When a router receives an IPv4 packet, it must first check the packet’s checksum. If the checksum is invalid, it is discarded. Otherwise, the router must check whether the destination address is one of the IPv4 addresses assigned to the router. If so, the router must behave as a host and process the packet as described above. Although routers mainly forward IPv4 packets, they sometimes need to be accessed as hosts by network operators or network management software.

If the packet is not addressed to the router, it must be forwarded on an outgoing interface according to the router’s routing table. The router first decrements the packet’s TTL. If the TTL reaches 0, a TTL Exceeded ICMP message is sent back to the source. As the packet header has been modified, the checksum must be recomputed. Fortunately, as IPv4 uses an arithmetic checksum, a router can incrementally update the packet’s checksum as described in RFC 1624. Then, the router performs a longest prefix match for the packet’s destination address in its forwarding table. If no match is found, the router must return a Destination unreachable ICMP message to the source. Otherwise, the lookup returns the interface over which the packet must be forwarded. Before forwarding the packet over this interface, the router must first compare the length of the packet with the MTU of the outgoing interface. If the packet is smaller than the MTU, it is forwarded. Otherwise, a Fragmentation needed ICMP message is sent if the DF flag was sent or the packet is fragmented if the DF was not set.

▶ _RECORDED INFORMATION_
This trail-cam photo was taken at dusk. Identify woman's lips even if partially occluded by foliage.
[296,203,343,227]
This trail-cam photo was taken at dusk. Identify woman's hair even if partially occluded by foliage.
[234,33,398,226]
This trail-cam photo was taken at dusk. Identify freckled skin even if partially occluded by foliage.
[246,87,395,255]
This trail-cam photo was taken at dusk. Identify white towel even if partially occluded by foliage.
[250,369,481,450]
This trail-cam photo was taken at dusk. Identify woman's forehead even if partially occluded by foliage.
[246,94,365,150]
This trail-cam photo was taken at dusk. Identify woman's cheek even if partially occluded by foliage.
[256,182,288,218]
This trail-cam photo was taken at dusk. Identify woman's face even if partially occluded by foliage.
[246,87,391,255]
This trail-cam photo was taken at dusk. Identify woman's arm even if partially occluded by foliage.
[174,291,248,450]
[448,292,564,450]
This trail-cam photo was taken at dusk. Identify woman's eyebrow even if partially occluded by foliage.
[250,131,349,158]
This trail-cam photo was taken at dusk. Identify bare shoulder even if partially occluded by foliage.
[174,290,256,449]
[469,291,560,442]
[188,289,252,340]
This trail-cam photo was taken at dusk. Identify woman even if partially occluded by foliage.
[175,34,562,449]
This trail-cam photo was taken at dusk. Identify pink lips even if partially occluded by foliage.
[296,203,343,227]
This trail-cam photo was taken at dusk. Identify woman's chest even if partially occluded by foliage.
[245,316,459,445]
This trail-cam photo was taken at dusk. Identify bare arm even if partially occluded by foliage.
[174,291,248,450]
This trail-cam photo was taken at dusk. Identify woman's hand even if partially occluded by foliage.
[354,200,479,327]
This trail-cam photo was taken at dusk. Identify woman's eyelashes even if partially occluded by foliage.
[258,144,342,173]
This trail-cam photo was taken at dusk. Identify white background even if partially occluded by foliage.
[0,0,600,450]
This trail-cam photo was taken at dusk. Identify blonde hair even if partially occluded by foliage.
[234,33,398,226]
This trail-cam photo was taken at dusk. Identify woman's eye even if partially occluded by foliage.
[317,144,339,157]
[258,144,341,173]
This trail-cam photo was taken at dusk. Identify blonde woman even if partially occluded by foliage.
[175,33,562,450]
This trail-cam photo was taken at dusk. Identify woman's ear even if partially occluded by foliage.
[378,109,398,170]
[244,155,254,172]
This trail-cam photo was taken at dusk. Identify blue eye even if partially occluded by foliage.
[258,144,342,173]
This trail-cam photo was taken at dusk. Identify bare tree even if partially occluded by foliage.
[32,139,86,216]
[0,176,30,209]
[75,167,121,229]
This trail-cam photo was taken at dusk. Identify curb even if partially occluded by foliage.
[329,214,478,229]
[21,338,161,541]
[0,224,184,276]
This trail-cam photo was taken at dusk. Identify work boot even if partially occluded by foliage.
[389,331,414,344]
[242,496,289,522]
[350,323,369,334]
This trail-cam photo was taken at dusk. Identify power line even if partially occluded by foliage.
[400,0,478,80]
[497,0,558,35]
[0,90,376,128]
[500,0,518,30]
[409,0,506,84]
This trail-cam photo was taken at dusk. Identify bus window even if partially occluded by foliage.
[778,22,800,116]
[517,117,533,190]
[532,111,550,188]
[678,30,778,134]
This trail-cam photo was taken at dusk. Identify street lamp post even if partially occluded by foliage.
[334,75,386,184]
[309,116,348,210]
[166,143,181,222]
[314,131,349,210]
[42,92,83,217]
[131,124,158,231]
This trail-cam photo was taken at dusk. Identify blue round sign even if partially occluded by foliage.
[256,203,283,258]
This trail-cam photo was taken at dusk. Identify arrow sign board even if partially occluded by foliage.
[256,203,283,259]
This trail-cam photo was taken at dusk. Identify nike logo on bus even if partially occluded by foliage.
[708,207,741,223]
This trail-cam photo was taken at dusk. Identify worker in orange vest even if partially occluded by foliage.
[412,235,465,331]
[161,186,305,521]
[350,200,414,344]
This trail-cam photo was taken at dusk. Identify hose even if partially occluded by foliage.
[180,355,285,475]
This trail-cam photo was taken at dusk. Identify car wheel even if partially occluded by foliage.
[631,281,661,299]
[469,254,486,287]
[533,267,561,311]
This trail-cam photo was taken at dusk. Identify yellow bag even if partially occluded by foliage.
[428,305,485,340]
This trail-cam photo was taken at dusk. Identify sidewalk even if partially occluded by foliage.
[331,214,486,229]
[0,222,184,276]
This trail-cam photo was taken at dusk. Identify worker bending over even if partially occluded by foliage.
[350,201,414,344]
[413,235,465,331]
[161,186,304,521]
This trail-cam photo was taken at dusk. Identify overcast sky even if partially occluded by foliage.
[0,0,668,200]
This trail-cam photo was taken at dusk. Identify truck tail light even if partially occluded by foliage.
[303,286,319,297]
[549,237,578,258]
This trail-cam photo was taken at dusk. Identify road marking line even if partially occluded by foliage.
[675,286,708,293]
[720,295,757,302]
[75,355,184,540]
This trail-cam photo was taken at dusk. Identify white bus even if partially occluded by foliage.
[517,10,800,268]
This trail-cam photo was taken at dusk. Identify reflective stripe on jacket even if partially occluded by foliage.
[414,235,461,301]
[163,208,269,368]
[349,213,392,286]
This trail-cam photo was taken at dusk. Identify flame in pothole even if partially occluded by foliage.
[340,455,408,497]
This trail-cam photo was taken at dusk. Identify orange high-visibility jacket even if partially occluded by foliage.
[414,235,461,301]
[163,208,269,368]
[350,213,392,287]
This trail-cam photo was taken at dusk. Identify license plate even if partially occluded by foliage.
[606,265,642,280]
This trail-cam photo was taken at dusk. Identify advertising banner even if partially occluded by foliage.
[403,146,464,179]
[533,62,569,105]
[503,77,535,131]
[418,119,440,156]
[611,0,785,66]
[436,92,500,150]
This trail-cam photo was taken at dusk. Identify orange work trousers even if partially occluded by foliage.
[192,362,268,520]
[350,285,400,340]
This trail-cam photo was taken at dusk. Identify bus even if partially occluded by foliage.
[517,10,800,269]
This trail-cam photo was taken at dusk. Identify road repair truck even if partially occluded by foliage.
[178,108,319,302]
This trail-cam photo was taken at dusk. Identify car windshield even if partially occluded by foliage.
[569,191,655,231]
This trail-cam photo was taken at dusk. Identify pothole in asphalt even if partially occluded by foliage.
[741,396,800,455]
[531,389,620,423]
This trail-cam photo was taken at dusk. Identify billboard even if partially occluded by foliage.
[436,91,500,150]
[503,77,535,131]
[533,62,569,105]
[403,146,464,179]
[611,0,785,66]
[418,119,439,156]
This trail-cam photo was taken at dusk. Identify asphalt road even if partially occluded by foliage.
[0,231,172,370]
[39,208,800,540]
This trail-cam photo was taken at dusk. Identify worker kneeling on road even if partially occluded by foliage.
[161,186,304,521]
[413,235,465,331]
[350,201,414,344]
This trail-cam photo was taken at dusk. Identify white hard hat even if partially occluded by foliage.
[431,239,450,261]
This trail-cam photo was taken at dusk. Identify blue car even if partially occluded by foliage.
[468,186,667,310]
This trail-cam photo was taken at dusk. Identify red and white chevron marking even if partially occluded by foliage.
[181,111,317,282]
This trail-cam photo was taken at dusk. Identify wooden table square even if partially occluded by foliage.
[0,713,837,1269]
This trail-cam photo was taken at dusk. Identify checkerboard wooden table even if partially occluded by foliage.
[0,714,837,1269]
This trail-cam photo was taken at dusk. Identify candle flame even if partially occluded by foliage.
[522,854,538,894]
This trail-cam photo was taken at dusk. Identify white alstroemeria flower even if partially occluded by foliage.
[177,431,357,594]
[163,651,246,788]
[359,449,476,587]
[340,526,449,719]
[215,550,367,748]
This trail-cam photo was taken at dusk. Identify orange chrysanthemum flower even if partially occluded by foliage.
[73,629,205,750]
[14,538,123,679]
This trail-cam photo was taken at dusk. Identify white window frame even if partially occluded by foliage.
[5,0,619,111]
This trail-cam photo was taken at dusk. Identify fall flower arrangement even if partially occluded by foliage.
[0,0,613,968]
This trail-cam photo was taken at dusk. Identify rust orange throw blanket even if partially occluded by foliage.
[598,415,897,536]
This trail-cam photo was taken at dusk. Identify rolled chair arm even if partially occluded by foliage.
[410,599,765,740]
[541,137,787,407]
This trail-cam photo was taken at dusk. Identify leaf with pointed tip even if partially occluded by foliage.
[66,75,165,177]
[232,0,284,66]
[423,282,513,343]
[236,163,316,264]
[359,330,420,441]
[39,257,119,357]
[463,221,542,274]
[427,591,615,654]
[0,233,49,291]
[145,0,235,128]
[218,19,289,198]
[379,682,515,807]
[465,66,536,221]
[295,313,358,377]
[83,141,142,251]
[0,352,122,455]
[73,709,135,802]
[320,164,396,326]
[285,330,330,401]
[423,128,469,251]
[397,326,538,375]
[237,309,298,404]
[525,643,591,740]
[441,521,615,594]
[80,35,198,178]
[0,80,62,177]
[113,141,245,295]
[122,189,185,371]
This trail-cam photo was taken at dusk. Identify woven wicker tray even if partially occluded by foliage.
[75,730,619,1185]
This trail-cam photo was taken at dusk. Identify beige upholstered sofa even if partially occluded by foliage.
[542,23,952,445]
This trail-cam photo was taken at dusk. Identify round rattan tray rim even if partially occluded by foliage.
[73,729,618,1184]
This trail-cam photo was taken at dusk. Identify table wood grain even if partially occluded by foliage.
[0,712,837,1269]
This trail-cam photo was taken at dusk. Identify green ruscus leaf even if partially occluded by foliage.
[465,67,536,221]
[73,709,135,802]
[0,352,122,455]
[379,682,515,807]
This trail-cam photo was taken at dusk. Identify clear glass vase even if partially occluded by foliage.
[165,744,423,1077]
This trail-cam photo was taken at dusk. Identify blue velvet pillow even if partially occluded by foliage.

▶ _GIVEN TASK 1_
Answer these questions about the IPv4 packet forwarding text:
(a) What happens to a packet whose checksum is invalid?
(b) Which RFC describes how a router can incrementally update the checksum?
(c) What ICMP message does the router return when no match is found in its forwarding table?
▶ _GIVEN TASK 2_
Please pick up the IPv4 packet forwarding text after its last sentence and continue it.

▶ _EXERCISE RESULT 1_
(a) It is discarded.
(b) RFC 1624.
(c) A Destination unreachable ICMP message.

▶ _EXERCISE RESULT 2_
Note

Longest prefix match in IP routers

Performing the longest prefix match at line rate on routers requires highly tuned data structures and algorithms. Consider for example an implementation of the longest match based on a Radix tree on a router with a 10 Gbps link. On such a link, a router can receive 31,250,000 40 bytes IPv4 packets every second. To forward the packets at line rate, the router must process one IPv4 packet every 32 nanoseconds. This cannot be achieved by a software implementation. For a hardware implementation, the main difficulty lies in the number of memory accesses that are necessary to perform the longest prefix match. 32 nanoseconds is very small compared to the memory accesses that are required by a naive longest prefix match implement. Additional information about faster longest prefix match algorithms may be found in [Varghese2005].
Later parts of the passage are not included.